Annotation records
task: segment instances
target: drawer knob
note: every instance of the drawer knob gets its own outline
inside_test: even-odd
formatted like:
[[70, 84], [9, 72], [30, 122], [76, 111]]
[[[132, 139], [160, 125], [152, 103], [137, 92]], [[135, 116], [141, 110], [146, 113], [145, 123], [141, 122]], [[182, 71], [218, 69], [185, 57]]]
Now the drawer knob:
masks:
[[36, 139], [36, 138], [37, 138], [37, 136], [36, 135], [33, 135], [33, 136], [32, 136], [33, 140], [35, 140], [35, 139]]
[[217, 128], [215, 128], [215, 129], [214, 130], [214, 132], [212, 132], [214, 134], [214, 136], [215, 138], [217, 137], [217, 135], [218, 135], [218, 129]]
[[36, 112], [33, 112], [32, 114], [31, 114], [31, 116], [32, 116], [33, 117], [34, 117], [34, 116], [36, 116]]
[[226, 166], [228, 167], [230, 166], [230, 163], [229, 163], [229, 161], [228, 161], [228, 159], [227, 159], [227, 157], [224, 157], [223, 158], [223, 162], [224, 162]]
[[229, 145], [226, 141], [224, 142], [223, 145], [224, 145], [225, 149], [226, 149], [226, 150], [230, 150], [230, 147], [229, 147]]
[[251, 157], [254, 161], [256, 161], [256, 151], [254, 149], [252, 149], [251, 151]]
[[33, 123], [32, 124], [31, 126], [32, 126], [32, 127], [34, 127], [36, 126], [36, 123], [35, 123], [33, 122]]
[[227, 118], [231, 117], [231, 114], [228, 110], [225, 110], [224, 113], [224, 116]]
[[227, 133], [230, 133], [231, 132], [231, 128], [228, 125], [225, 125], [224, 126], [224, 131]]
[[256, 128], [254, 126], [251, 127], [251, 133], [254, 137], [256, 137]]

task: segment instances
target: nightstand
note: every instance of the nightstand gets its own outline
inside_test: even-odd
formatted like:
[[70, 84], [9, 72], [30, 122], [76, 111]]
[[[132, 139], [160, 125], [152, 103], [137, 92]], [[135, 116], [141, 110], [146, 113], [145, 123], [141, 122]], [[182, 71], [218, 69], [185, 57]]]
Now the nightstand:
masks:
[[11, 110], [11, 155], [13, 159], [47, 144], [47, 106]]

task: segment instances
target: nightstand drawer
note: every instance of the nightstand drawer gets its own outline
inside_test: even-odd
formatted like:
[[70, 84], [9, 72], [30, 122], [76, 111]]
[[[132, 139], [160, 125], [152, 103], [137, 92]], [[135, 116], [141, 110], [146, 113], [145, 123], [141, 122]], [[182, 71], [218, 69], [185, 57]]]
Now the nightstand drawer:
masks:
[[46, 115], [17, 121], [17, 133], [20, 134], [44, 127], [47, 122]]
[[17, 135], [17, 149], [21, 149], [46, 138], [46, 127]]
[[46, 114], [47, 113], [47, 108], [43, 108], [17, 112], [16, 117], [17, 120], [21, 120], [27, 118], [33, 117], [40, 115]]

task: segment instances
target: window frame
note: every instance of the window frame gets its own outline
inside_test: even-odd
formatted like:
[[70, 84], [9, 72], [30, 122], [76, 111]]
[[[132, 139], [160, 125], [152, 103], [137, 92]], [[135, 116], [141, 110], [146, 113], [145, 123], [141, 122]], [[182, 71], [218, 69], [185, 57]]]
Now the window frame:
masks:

What you will do
Rewrite all of the items, swapping each "even-odd" for "nonzero" and keeping everything else the same.

Answer in full
task: segment instances
target: drawer knob
note: every instance of the drawer knob gets its own outline
inside_test: nonzero
formatted like:
[[70, 84], [9, 72], [30, 122], [76, 111]]
[[[132, 139], [160, 125], [152, 103], [137, 92]], [[135, 116], [141, 110], [146, 113], [145, 123], [141, 122]], [[182, 71], [218, 69], [185, 57]]]
Now the drawer knob:
masks:
[[36, 139], [36, 138], [37, 138], [37, 136], [36, 135], [33, 135], [33, 136], [32, 136], [33, 140], [35, 140], [35, 139]]
[[217, 128], [215, 128], [215, 129], [214, 130], [214, 132], [212, 132], [214, 134], [214, 136], [215, 138], [217, 137], [217, 135], [218, 135], [218, 129]]
[[36, 112], [33, 112], [32, 114], [31, 114], [31, 116], [32, 116], [33, 117], [34, 117], [34, 116], [36, 116]]
[[226, 166], [228, 167], [230, 166], [230, 163], [229, 163], [229, 161], [228, 161], [228, 159], [227, 159], [227, 157], [224, 157], [223, 158], [223, 162], [224, 162]]
[[229, 145], [226, 141], [224, 142], [223, 145], [224, 145], [225, 149], [226, 149], [226, 150], [230, 150], [230, 147], [229, 147]]
[[251, 157], [254, 161], [256, 161], [256, 151], [254, 149], [252, 149], [251, 151]]
[[33, 123], [32, 124], [31, 126], [32, 126], [32, 127], [34, 127], [36, 126], [36, 123], [35, 123], [33, 122]]
[[227, 118], [231, 117], [231, 114], [228, 110], [225, 110], [224, 113], [224, 116]]
[[227, 133], [230, 133], [231, 132], [231, 128], [228, 125], [225, 125], [224, 126], [224, 131]]
[[256, 128], [254, 126], [251, 127], [251, 133], [254, 137], [256, 137]]

task: segment instances
target: nightstand
note: every instance of the nightstand gets its own outline
inside_test: nonzero
formatted like:
[[70, 84], [9, 72], [30, 122], [76, 111]]
[[[132, 139], [160, 125], [152, 103], [137, 92]], [[135, 116], [141, 110], [146, 113], [145, 123], [141, 122]], [[182, 71], [218, 69], [185, 57]]]
Now the nightstand:
masks:
[[11, 110], [11, 155], [13, 159], [47, 144], [47, 106]]

task: segment instances
target: nightstand drawer
note: every instance of the nightstand drawer gets its own outline
inside_test: nonzero
formatted like:
[[70, 84], [9, 72], [30, 122], [76, 111]]
[[[132, 139], [160, 125], [152, 103], [137, 92]], [[135, 116], [141, 110], [146, 113], [145, 123], [141, 122]], [[182, 71], [218, 69], [185, 57]]]
Now the nightstand drawer:
masks:
[[46, 115], [17, 121], [17, 133], [20, 134], [44, 127], [47, 122]]
[[17, 135], [17, 149], [21, 149], [46, 138], [46, 127]]
[[46, 114], [47, 113], [47, 108], [43, 108], [17, 112], [16, 117], [17, 120], [21, 120], [27, 118], [33, 117], [40, 115]]

task: segment instances
target: window frame
note: every instance of the window frame gets its own outline
inside_test: nonzero
formatted like:
[[70, 84], [9, 72], [30, 122], [76, 111]]
[[[132, 139], [160, 125], [152, 103], [137, 92]], [[135, 116], [141, 110], [146, 113], [145, 123], [141, 122]], [[182, 71], [218, 69], [185, 57]]]
Now the window frame:
masks:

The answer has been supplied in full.